Description
Description
When running a load that is highly burstable - i.e. creates lots of threadpool workers that aren't used persistently, the threadpool itself uses a lot of CPU time waiting for jobs, that could interfere with background processes (outside the application).
The codebase extensively uses async/await for primarily low-level networking related operations.
Configuration
.NET Core LTS 6.0
Linux (Ubuntu 22.04)
AWS EC2 t2.medium host
Data
Measured using a combination of htop and JetBrain's dotTrace - when 17 threadpool workers are created, the system CPU usage is around 75% +/- 15% (averaging both cores).
dotTrace (sampling mode) reports that 35.4% of the CPU usage is spent in the following stack trace:
System.Threading.LowLevelLifoSemaphore.WaitNative(SafeWaitHandle, Int32)
System.Threading.LowLevelLifoSemaphore.WaitForSignal(Int32)
System.Threading.LowLevelLifoSemaphore.Wait(Int32, Boolean)
System.Threading.PortableThreadPool+WorkerThread.WorkerThreadStart()
System.Threading.Thread.StartCallback()
Another 45% or so is spread among
10.5%
System.Threading.Monitor.Wait(Object, Int32)
9.8%
System.IO.FileSystemWatcher+RunningInstance.TryReadEvent(out NotifyEvent)
8.7%
System.Threading.WaitHandle.WaitOneNoCheck(Int32)
⁂
■ Prompt 1
Check each statement against the threadpool CPU report. For each, answer yes or no and quote the words from the report that decide it.
(a) The application runs on Ubuntu 22.04.
(b) The host is an AWS EC2 t2.large instance.
(c) dotTrace was run in tracing mode.
■ Prompt 2
Answer these questions using the threadpool CPU report.
(a) Which version of .NET does the report list?
(b) How many threadpool workers were created when CPU usage was measured?
(c) What percentage is given for System.Threading.Monitor.Wait(Object, Int32)?
■ Prompt 3
Pick up the threadpool CPU report after its last line and continue writing it.

■ Given material
⁂
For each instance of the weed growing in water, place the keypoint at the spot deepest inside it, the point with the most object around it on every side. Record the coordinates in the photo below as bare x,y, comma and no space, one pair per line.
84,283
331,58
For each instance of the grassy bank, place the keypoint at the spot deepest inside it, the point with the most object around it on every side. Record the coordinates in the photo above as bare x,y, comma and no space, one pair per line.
⁂
■ Final answer 1
(a) Yes: "Linux (Ubuntu 22.04)"
(b) No: "AWS EC2 t2.medium host"
(c) No: "dotTrace (sampling mode)"

■ Final answer 2
(a) .NET Core LTS 6.0
(b) 17
(c) 10.5%

■ Final answer 3
System.Threading.PortableThreadPool+GateThread.GateThreadStart()
System.Threading.Thread.StartCallback()
5.3%
System.Threading.Thread.Sleep(Int32)
4.9%
Interop+Sys.WaitForSocketEvents(IntPtr, SocketEvent*, Int32*)
Which all appear to be roughly symptomatic of the same thing - even if different in specifics.
Analysis
Across a range of areas (see stack traces above) the runtime appears to be spinlocking while waiting for jobs, rather than using interrupts which may be better in this scenario when some latency in picking up the job is acceptable (i.e. I'm fine waiting 5ms for the job to start).
This would allow the CPU to idle more lowering both environmental impact (both real world, and within the OS instance), as well as better manage things such as AWS's CPU Credits; and provide more accurate reporting in system level analytics on the real system load.